SOURCE TEXT:
>>>

Overview:

With the two major candidates for the 2024 US Presidential Election now solidifying, the real "loser" is plain to see: the average US voter, who deserved a much more democratic contest addressing the deeper issues and providing a fuller range of viable primary options.

Reading Time: 10 minutes

On Tuesday, January 23, the quadruply indicted former president Donald Trump won a New Hampshire primary against Nikki Haley, the last alternative Republican presidential candidate standing after a month of contests that saw Ron DeSantis end his run on Sunday, and Vivek Ramaswamy the week prior. DeSantis immediately endorsed Trump over the “warmed over corporatism” that he felt Haley represents, after both DeSantis and Ramaswamy failed to attract voters with escalating anti-trans rhetoric and related crusades against the perceived “wokeness” of society.

Trump is currently viewed as the presumptive nominee, despite filling the news more frequently with courtroom appearances than campaign trail politics.

<<<

EXERCISE REQUIREMENTS:
Answer these questions about the article on the 2024 election, one per line:
1. Who does the overview call the real "loser"?
2. What reading time does the article list?
3. On what day and date did Trump win the New Hampshire primary?
The records are separate material, unrelated to the article.

[Segmentation dataset records]
>>>

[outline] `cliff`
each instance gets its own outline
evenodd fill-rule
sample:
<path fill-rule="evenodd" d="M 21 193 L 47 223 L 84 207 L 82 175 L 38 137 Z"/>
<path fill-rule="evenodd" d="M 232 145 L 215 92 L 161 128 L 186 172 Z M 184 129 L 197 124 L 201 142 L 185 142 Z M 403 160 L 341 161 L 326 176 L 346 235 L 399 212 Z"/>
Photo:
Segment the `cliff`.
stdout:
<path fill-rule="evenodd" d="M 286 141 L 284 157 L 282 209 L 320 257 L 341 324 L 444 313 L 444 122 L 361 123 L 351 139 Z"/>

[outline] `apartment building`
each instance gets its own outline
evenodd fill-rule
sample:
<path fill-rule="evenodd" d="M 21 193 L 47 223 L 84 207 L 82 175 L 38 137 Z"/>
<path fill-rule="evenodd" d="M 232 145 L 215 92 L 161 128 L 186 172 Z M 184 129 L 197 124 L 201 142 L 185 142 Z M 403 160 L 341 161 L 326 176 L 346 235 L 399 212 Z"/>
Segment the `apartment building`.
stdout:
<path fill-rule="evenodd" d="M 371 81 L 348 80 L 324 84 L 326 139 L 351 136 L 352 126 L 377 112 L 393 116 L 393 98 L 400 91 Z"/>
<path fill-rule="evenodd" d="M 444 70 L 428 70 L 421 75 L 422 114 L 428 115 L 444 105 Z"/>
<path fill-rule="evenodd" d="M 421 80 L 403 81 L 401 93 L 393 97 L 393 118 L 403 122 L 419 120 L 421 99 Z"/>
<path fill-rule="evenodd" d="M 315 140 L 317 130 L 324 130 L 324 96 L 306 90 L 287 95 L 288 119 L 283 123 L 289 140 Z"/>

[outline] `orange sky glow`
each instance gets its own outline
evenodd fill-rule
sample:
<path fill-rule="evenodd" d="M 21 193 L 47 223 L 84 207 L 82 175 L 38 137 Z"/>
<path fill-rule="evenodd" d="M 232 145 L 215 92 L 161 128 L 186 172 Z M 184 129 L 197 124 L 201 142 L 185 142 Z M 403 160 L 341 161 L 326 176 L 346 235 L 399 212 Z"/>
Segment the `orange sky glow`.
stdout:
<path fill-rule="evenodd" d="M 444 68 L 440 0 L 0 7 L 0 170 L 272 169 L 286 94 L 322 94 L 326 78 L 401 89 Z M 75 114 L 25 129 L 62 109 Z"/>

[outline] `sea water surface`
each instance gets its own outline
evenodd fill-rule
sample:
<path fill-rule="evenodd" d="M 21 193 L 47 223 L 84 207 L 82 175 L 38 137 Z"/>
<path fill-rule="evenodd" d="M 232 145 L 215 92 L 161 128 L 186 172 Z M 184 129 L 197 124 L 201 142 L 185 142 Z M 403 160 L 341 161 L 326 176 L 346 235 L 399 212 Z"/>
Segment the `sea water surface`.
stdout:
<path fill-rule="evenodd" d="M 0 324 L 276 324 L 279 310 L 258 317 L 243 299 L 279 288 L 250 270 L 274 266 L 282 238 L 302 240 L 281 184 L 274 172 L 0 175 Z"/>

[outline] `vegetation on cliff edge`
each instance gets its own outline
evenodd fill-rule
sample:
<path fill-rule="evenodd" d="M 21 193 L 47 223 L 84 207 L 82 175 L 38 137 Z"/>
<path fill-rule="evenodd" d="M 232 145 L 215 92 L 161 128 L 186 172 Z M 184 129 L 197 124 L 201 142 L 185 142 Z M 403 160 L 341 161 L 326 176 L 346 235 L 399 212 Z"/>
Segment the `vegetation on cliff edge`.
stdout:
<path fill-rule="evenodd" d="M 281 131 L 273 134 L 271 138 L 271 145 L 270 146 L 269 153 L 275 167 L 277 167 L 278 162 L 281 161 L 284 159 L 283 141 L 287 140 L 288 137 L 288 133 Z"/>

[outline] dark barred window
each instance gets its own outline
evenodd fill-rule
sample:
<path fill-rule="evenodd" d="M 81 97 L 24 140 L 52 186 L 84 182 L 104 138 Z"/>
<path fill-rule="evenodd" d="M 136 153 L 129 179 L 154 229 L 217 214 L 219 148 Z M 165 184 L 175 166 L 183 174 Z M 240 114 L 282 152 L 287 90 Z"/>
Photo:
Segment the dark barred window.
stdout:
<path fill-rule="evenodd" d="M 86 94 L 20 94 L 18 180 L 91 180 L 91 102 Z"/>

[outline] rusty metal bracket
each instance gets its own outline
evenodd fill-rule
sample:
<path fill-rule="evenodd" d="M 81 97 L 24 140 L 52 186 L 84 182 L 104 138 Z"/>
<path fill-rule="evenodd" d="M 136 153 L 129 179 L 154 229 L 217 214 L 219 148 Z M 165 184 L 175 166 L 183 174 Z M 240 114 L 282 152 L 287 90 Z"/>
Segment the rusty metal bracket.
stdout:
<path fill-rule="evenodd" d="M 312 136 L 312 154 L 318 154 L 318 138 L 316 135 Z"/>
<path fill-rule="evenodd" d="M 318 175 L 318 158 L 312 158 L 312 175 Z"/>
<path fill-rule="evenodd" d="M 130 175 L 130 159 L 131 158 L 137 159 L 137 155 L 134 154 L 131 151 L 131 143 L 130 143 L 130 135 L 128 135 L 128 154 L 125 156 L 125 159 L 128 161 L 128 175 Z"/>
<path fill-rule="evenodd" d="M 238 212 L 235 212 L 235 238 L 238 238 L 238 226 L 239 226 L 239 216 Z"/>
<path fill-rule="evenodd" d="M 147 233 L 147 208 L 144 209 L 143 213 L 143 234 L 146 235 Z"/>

<<<

ANSWER BELOW:
1. The average US voter
2. 10 minutes
3. Tuesday, January 23